▶ RECORDED INFORMATION:

++++++++++++++++++++

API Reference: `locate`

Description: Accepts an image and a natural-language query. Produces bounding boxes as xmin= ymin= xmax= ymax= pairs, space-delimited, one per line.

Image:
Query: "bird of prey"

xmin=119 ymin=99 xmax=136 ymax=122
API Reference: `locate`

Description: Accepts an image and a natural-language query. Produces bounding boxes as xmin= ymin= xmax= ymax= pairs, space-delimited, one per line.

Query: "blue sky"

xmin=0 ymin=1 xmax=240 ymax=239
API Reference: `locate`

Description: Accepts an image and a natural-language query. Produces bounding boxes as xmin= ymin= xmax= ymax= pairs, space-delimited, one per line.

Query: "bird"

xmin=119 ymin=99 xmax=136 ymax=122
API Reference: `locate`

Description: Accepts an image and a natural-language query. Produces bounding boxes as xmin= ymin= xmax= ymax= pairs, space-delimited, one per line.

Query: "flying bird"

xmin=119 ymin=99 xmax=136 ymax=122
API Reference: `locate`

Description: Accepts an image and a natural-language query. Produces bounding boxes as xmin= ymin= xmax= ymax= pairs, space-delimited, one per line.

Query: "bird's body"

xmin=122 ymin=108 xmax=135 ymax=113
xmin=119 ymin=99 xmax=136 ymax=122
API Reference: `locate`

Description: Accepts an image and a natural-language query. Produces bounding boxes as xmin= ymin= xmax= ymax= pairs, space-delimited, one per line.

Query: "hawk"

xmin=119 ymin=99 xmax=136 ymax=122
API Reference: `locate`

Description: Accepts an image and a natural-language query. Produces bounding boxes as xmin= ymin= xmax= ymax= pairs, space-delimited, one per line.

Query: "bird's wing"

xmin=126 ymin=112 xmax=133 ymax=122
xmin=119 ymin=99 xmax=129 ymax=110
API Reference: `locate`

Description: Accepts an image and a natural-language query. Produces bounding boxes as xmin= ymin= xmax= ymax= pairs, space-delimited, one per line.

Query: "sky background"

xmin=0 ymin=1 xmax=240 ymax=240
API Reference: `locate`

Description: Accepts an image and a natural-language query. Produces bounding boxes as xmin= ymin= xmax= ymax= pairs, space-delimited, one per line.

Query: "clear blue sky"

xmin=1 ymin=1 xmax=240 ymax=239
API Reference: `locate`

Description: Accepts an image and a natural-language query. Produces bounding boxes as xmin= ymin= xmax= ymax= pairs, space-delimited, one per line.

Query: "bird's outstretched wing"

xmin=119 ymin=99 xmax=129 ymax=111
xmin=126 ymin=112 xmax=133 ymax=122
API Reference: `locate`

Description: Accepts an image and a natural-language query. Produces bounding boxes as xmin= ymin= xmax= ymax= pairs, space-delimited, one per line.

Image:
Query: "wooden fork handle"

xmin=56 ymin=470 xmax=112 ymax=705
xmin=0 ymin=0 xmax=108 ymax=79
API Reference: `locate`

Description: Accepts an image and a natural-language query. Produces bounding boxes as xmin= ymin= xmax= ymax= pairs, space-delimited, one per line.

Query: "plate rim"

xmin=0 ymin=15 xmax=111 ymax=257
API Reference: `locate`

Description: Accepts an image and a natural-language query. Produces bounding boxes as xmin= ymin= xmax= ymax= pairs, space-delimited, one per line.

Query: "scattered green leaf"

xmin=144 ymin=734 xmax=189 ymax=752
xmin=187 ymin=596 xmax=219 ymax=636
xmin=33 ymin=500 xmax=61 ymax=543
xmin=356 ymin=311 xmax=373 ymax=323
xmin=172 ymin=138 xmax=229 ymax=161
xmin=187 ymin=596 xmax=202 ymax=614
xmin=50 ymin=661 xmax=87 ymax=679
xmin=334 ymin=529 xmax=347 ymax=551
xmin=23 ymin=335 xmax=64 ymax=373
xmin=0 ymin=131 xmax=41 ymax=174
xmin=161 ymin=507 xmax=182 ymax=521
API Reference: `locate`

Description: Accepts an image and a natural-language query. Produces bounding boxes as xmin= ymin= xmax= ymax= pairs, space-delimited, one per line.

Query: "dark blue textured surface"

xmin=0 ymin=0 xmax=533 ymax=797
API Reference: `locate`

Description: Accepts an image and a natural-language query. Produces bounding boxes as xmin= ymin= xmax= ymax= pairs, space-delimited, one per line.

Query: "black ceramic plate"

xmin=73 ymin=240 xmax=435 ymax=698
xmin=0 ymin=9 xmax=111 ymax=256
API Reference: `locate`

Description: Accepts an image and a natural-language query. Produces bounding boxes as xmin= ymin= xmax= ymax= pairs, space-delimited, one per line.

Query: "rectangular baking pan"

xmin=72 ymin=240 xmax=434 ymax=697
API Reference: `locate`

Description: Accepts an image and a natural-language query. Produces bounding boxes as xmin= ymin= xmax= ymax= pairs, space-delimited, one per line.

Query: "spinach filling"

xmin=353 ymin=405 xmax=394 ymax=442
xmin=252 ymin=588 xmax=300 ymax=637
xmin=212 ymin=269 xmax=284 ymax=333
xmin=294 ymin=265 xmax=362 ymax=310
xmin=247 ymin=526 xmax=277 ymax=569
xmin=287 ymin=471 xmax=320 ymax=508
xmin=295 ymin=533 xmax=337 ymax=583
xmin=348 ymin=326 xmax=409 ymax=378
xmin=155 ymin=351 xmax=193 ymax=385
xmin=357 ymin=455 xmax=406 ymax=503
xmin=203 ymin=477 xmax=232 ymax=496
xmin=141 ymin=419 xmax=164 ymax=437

++++++++++++++++++++

▶ TASK OBJECTIVE: The entries are to be retyped in full, with no alteration.

▶ RESULT OF THE TASK:
API Reference: `locate`

Description: Accepts an image and a natural-language query. Produces bounding boxes as xmin= ymin= xmax= ymax= pairs, space-delimited, one per line.

Image:
Query: "bird of prey"

xmin=119 ymin=99 xmax=136 ymax=122
API Reference: `locate`

Description: Accepts an image and a natural-language query. Produces bounding boxes as xmin= ymin= xmax= ymax= pairs, space-delimited, one per line.

Query: "blue sky"

xmin=0 ymin=1 xmax=240 ymax=239
API Reference: `locate`

Description: Accepts an image and a natural-language query. Produces bounding boxes as xmin= ymin= xmax= ymax= pairs, space-delimited, one per line.

Query: "bird"

xmin=119 ymin=99 xmax=136 ymax=122
API Reference: `locate`

Description: Accepts an image and a natural-language query. Produces bounding boxes as xmin= ymin= xmax= ymax= pairs, space-delimited, one per line.

Query: "flying bird"

xmin=119 ymin=99 xmax=136 ymax=122
API Reference: `locate`

Description: Accepts an image and a natural-language query. Produces bounding boxes as xmin= ymin= xmax= ymax= pairs, space-delimited, one per line.

Query: "bird's body"

xmin=122 ymin=108 xmax=135 ymax=113
xmin=119 ymin=99 xmax=136 ymax=122
API Reference: `locate`

Description: Accepts an image and a natural-language query. Produces bounding boxes as xmin= ymin= xmax= ymax= pairs, space-delimited, one per line.

Query: "hawk"

xmin=119 ymin=99 xmax=136 ymax=122
API Reference: `locate`

Description: Accepts an image and a natural-language query. Produces bounding boxes as xmin= ymin= xmax= ymax= pairs, space-delimited, one per line.

Query: "bird's wing"

xmin=126 ymin=112 xmax=133 ymax=122
xmin=119 ymin=99 xmax=129 ymax=110
API Reference: `locate`

Description: Accepts an image and a natural-language query. Produces bounding boxes as xmin= ymin= xmax= ymax= pairs, space-delimited, one per line.

Query: "sky background"

xmin=0 ymin=1 xmax=240 ymax=240
API Reference: `locate`

Description: Accepts an image and a natural-language query. Produces bounding boxes as xmin= ymin= xmax= ymax= pairs, space-delimited, one per line.

Query: "clear blue sky"

xmin=1 ymin=1 xmax=240 ymax=239
API Reference: `locate`

Description: Accepts an image and a natural-language query. Produces bounding boxes as xmin= ymin= xmax= ymax= pairs, space-delimited, one per line.

Query: "bird's outstretched wing"

xmin=119 ymin=99 xmax=129 ymax=111
xmin=126 ymin=112 xmax=133 ymax=122
API Reference: `locate`

Description: Accepts an image and a natural-language query. Produces bounding boxes as xmin= ymin= xmax= ymax= pairs, space-delimited, one per line.

Image:
Query: "wooden fork handle"

xmin=56 ymin=470 xmax=112 ymax=705
xmin=0 ymin=0 xmax=108 ymax=79
API Reference: `locate`

Description: Accepts an image and a natural-language query. Produces bounding boxes as xmin= ymin= xmax= ymax= pairs, space-delimited, one per line.

Query: "plate rim"

xmin=0 ymin=15 xmax=111 ymax=257
API Reference: `locate`

Description: Accepts an image and a natural-language query. Produces bounding boxes as xmin= ymin= xmax= ymax= pairs, space-delimited, one per line.

Query: "scattered green leaf"

xmin=144 ymin=734 xmax=189 ymax=752
xmin=187 ymin=596 xmax=219 ymax=636
xmin=33 ymin=500 xmax=61 ymax=543
xmin=356 ymin=311 xmax=373 ymax=323
xmin=172 ymin=138 xmax=229 ymax=161
xmin=187 ymin=596 xmax=202 ymax=614
xmin=50 ymin=661 xmax=87 ymax=679
xmin=334 ymin=529 xmax=347 ymax=551
xmin=23 ymin=335 xmax=64 ymax=373
xmin=0 ymin=131 xmax=41 ymax=174
xmin=161 ymin=507 xmax=182 ymax=521
API Reference: `locate`

Description: Accepts an image and a natural-language query. Produces bounding boxes as xmin= ymin= xmax= ymax= pairs, space-delimited, one per line.

Query: "dark blue textured surface"

xmin=0 ymin=0 xmax=533 ymax=797
API Reference: `locate`

Description: Accepts an image and a natural-language query. Produces bounding boxes as xmin= ymin= xmax= ymax= pairs, space-delimited, one per line.

Query: "black ceramic plate"

xmin=73 ymin=240 xmax=435 ymax=698
xmin=0 ymin=9 xmax=111 ymax=256
API Reference: `locate`

Description: Accepts an image and a natural-language query. Produces bounding boxes as xmin= ymin= xmax= ymax= pairs, space-delimited, one per line.

Query: "rectangular baking pan"

xmin=72 ymin=240 xmax=434 ymax=697
API Reference: `locate`

Description: Accepts an image and a natural-language query. Produces bounding boxes as xmin= ymin= xmax= ymax= pairs, space-delimited, one per line.

Query: "spinach filling"

xmin=353 ymin=405 xmax=394 ymax=442
xmin=252 ymin=588 xmax=300 ymax=637
xmin=212 ymin=269 xmax=284 ymax=333
xmin=294 ymin=265 xmax=362 ymax=310
xmin=247 ymin=526 xmax=277 ymax=569
xmin=287 ymin=471 xmax=320 ymax=508
xmin=295 ymin=533 xmax=337 ymax=583
xmin=348 ymin=326 xmax=409 ymax=378
xmin=155 ymin=351 xmax=193 ymax=385
xmin=357 ymin=455 xmax=406 ymax=503
xmin=203 ymin=477 xmax=232 ymax=496
xmin=141 ymin=419 xmax=164 ymax=437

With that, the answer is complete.